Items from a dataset
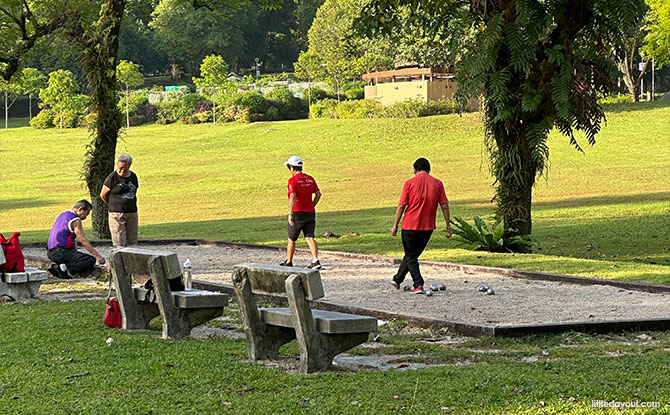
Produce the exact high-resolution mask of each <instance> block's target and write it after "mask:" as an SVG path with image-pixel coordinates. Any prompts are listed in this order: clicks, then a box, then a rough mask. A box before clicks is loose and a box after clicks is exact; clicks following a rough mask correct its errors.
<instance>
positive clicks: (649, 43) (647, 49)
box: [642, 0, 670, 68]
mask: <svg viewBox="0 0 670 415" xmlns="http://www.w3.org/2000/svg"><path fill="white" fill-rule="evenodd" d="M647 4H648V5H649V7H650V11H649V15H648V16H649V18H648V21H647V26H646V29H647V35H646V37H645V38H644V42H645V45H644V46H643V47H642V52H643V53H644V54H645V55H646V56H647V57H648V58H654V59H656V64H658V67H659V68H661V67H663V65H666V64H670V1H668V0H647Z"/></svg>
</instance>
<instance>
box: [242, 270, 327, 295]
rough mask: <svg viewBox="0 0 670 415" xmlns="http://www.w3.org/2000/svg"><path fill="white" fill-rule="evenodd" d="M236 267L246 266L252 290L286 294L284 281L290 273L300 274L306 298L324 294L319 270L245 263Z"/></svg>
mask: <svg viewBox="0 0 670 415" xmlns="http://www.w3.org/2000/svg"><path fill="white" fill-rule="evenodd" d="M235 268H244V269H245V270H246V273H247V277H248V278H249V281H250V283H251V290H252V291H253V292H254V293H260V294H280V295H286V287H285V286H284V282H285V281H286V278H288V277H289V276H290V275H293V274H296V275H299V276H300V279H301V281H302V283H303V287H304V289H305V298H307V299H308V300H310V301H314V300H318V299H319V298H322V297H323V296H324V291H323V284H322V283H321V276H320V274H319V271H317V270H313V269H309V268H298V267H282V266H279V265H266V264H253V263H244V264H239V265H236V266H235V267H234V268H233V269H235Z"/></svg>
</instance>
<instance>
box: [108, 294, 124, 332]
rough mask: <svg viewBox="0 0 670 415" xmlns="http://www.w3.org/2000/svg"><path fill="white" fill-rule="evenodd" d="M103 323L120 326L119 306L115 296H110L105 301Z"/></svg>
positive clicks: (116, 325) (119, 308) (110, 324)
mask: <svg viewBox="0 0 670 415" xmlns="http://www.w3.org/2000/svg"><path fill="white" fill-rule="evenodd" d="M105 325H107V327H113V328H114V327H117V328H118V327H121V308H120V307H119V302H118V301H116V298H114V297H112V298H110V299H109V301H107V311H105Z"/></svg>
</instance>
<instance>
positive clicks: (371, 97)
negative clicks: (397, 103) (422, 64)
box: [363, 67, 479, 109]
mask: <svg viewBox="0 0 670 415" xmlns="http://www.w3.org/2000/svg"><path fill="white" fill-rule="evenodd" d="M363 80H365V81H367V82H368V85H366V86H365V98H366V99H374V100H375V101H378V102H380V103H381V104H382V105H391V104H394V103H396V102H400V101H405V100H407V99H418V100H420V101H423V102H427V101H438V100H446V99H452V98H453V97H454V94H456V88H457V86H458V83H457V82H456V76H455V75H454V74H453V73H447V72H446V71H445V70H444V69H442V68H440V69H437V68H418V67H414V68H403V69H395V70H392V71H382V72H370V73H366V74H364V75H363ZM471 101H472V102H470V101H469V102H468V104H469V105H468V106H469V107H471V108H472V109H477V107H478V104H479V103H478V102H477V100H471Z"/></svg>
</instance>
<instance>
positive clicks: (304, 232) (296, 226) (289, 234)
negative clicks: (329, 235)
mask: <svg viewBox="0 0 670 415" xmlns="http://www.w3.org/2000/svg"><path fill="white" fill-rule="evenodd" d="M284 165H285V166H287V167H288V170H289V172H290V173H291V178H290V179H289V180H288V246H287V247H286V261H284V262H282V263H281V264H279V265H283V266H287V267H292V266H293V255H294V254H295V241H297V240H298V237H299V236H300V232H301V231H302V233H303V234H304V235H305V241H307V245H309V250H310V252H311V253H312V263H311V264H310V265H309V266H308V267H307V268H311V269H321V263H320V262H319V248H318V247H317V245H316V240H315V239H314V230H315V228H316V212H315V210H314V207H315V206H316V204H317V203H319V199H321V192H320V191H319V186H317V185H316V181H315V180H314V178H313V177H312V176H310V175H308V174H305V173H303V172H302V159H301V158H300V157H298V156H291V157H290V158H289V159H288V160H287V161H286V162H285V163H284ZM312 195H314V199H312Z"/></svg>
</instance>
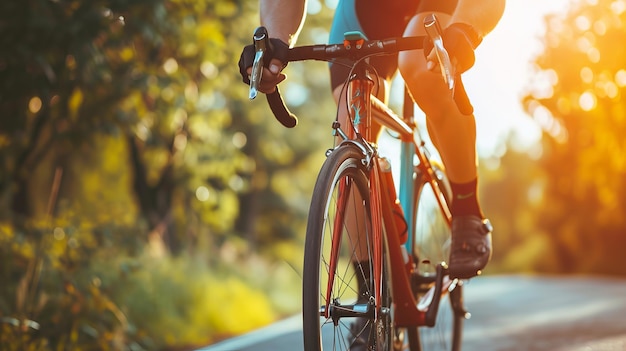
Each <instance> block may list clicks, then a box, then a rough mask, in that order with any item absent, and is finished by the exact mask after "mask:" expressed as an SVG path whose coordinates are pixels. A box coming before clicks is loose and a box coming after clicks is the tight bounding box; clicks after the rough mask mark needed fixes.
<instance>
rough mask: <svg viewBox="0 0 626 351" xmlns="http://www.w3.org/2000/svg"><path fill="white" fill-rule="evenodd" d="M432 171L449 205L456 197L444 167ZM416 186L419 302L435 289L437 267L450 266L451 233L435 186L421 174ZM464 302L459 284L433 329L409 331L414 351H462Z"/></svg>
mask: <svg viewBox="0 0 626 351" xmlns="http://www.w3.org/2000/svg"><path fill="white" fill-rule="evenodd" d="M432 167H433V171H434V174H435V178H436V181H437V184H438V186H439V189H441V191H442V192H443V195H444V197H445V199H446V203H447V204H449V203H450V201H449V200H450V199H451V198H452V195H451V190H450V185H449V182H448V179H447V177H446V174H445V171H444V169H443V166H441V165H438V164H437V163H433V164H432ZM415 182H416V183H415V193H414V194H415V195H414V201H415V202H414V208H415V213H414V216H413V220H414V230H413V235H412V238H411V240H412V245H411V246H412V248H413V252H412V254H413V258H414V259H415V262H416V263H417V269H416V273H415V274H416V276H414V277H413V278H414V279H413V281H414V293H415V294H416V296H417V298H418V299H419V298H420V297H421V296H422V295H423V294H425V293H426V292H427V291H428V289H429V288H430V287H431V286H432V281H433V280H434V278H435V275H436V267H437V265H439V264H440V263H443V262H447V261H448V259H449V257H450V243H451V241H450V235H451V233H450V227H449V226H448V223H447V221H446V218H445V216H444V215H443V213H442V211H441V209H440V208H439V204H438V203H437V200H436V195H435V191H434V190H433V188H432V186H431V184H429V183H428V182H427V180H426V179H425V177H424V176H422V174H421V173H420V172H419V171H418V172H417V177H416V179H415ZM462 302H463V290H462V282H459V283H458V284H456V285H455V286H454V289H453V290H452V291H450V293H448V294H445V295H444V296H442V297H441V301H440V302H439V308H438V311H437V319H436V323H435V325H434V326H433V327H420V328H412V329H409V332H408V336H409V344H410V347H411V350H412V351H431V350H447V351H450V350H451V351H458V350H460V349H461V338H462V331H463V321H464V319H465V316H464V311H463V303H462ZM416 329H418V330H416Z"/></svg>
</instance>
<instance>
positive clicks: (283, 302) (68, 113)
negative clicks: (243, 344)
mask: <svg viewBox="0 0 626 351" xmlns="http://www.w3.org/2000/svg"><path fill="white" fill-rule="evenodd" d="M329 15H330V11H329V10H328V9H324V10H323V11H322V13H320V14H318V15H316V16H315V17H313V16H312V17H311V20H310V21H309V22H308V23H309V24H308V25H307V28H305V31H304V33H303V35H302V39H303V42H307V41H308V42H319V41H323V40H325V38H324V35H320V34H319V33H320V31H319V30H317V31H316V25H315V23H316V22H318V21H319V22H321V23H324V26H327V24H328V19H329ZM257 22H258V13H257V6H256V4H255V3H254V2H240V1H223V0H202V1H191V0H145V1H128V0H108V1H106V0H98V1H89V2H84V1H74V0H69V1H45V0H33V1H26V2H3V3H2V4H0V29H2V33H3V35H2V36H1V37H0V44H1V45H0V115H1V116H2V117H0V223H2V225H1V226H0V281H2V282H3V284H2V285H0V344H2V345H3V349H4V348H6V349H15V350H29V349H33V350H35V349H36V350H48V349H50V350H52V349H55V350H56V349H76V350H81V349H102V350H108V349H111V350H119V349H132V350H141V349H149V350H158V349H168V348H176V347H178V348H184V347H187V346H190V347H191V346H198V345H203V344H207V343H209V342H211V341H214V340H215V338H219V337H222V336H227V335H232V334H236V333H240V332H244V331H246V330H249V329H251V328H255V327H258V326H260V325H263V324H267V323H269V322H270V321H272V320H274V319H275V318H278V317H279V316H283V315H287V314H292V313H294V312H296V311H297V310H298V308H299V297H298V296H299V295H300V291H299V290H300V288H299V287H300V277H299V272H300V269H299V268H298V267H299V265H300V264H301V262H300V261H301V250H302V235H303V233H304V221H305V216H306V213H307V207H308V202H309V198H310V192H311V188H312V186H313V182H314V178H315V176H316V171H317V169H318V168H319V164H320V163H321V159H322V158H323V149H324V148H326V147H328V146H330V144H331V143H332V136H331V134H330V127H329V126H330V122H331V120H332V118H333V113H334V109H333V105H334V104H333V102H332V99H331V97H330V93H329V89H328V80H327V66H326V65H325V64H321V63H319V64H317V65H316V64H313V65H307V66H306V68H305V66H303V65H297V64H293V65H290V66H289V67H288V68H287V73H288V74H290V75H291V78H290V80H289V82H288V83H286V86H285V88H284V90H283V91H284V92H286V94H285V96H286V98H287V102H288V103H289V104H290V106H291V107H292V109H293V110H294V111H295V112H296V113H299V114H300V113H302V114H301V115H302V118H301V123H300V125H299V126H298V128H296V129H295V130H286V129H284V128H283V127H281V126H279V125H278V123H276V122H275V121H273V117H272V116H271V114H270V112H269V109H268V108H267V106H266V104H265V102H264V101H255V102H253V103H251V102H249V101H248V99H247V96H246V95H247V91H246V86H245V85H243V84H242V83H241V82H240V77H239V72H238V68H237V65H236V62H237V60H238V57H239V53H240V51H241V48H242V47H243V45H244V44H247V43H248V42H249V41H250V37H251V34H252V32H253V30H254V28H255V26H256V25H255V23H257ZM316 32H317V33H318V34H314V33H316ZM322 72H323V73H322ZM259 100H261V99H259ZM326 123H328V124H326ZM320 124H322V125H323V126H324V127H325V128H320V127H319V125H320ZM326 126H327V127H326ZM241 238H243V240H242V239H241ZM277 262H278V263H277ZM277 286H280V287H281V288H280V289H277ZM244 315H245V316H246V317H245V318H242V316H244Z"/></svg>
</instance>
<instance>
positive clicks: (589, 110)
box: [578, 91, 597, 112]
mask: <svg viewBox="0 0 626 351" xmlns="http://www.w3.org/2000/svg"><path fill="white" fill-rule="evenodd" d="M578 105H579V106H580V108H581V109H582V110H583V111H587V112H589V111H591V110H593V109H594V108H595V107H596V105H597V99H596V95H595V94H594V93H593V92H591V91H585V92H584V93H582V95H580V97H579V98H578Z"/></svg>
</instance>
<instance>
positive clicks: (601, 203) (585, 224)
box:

→ **Work order**: List each line of the rows above that contains the word "positive".

→ **Finished exercise**:
positive clicks: (649, 43) (647, 49)
positive clicks: (116, 325) (119, 308) (110, 324)
positive clicks: (371, 97)
positive clicks: (304, 232) (296, 226) (289, 234)
positive clicks: (283, 302) (68, 113)
positive clicks: (589, 110)
positive clicks: (601, 203) (585, 224)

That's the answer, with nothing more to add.